Some students are standing, while others are sitting in a classroom.

Students at a Bronx elementary school in the 2021-22 school year. It remains to be seen whether many children will remain masked this year.

Alex Zimmerman / Chalkbeat

How schools seek to overcome pandemic-related mental health challenges and the broad impact of long-standing inequities.

New York City public schools plan to welcome back roughly 900,000 students next week, marking the start of yet another critical year. 

Many children continue to feel the academic and emotional toll from prolonged classroom closures and interruptions during the coronavirus pandemic. And the nation’s largest school system as a whole is continuing to grapple with declining enrollment, though it is also seeing an influx of thousands of asylum seekers, who may need intensive support

Chalkbeat wants to hear from students, parents, and educators: What are you looking forward to this year? Are you concerned about the city’s budget cuts affecting your school? Do you think your school is offering enough mental health support?

The problem: Continue the article on New York City public schools reopening, picking up after its final sentence. The records have nothing to do with the text about New York City schools.

Dataset records:

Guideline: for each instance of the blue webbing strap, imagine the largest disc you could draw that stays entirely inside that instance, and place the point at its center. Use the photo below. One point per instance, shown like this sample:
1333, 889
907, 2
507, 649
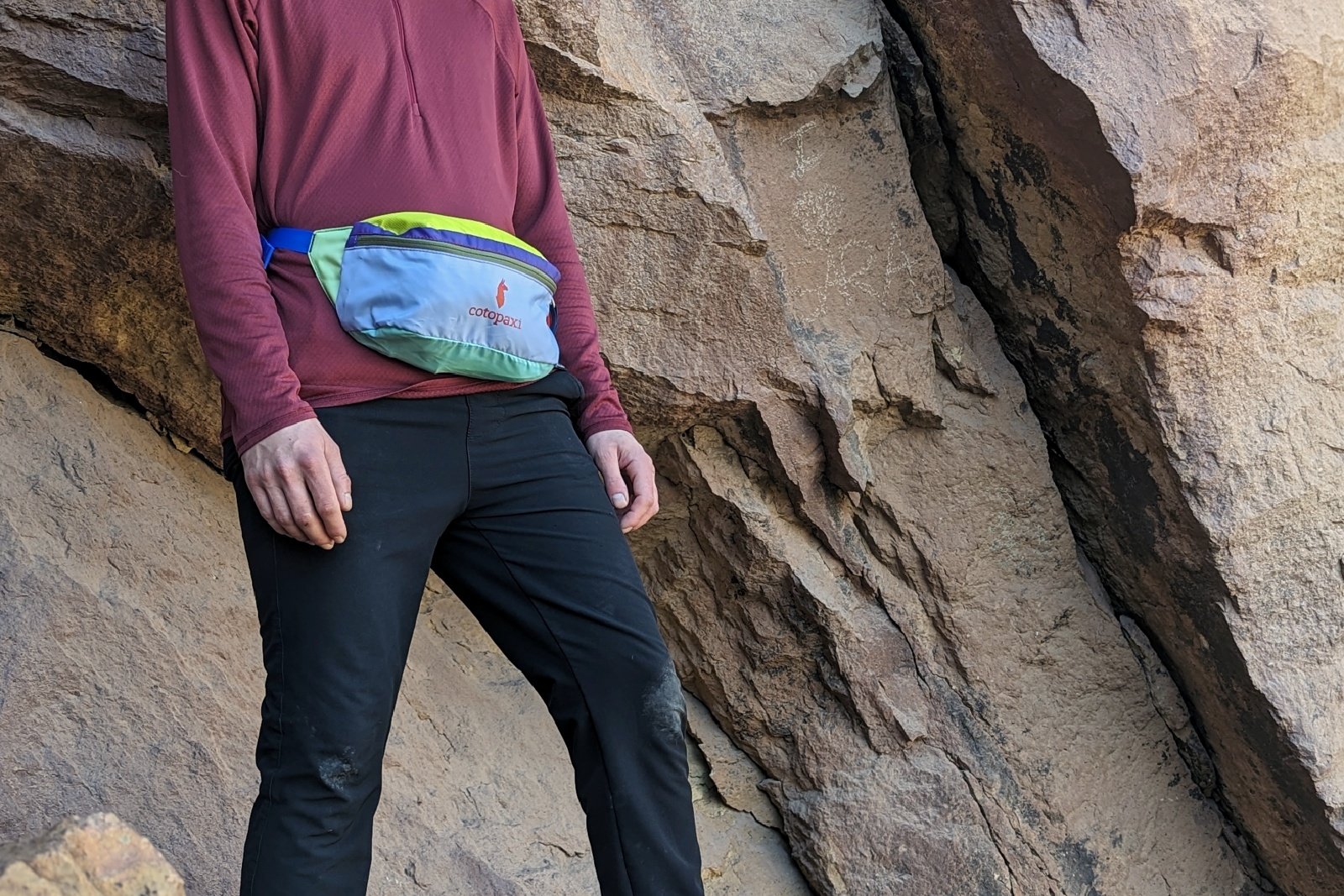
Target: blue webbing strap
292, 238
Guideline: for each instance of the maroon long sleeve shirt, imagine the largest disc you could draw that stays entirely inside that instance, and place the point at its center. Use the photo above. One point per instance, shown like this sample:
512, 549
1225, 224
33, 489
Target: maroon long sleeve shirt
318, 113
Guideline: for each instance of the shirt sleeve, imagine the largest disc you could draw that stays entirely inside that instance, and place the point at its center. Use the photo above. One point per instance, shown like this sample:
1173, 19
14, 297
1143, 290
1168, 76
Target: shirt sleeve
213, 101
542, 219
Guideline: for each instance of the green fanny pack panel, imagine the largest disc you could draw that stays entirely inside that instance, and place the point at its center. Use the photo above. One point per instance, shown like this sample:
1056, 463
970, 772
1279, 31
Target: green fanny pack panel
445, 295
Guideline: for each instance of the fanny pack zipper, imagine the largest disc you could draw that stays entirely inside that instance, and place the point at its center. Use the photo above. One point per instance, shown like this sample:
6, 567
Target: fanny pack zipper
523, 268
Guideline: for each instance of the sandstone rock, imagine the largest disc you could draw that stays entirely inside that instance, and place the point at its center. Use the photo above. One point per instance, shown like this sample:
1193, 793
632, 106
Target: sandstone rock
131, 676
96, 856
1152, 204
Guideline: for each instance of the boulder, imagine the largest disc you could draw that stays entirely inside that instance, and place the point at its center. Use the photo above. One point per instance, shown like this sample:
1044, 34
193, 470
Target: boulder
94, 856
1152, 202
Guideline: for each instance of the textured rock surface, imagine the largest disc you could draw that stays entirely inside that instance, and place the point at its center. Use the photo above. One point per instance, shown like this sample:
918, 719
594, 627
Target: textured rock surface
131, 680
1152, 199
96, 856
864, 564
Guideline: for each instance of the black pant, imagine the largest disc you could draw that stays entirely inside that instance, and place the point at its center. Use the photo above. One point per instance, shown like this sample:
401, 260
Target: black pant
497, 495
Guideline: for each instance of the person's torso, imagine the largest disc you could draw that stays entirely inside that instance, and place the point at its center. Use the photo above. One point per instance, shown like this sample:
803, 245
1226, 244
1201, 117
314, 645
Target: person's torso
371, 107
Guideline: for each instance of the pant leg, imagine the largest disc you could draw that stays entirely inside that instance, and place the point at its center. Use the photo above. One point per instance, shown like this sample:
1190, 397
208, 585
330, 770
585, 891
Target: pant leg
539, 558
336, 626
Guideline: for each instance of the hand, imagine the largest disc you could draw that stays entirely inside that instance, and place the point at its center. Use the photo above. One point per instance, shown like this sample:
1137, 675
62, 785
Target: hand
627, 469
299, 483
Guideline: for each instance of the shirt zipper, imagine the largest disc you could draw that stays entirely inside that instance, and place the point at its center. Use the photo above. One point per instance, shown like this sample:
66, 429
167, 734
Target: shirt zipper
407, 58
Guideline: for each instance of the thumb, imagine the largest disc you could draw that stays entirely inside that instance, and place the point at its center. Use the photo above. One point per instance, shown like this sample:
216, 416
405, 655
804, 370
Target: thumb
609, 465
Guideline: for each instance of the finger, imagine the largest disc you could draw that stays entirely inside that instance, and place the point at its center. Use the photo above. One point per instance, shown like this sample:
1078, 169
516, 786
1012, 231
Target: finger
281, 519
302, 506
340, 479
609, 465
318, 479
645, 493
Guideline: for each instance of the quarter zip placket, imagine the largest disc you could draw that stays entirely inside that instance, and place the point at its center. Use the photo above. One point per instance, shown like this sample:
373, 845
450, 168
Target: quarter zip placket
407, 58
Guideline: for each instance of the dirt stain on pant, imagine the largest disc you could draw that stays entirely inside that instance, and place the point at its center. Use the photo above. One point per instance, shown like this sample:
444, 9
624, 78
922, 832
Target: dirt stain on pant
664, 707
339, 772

Task answer:
This summer’s battle over school funding cuts, along with an ongoing lawsuit challenging the education department’s budget process, made planning more complicated for many principals — though perhaps not as difficult as the previous two years when they had to reconfigure so much of what teaching and learning looked like because of COVID guidance. Schools will drop most of the city’s COVID mitigations this year, ditching the daily health screeners and onsite PCR testing, along with previously dropped layers such as masking and quarantines.

The city is still planning to spend more than $1 billion in stimulus funding this year, but it remains to be seen how much of that will go directly to help students with tutoring programs or other ways to catch them up academically and socially. The education department already said it plans to scale back special education recovery services this fall. 

In response to the plummeting math and reading scores — especially for the lowest performing students — from the National Assessment of Educational Progress, whose test is known as “the nation’s report card,” U.S. Secretary of Education Miguel Cardona said that schools should use their federal aid “even more effectively and expeditiously.” He cited strategies like high-dosage tutoring, after-school programs, and hiring more staff. 

Meanwhile, budget cuts forced many New York City schools to excess educators, sending them to find positions elsewhere in the system.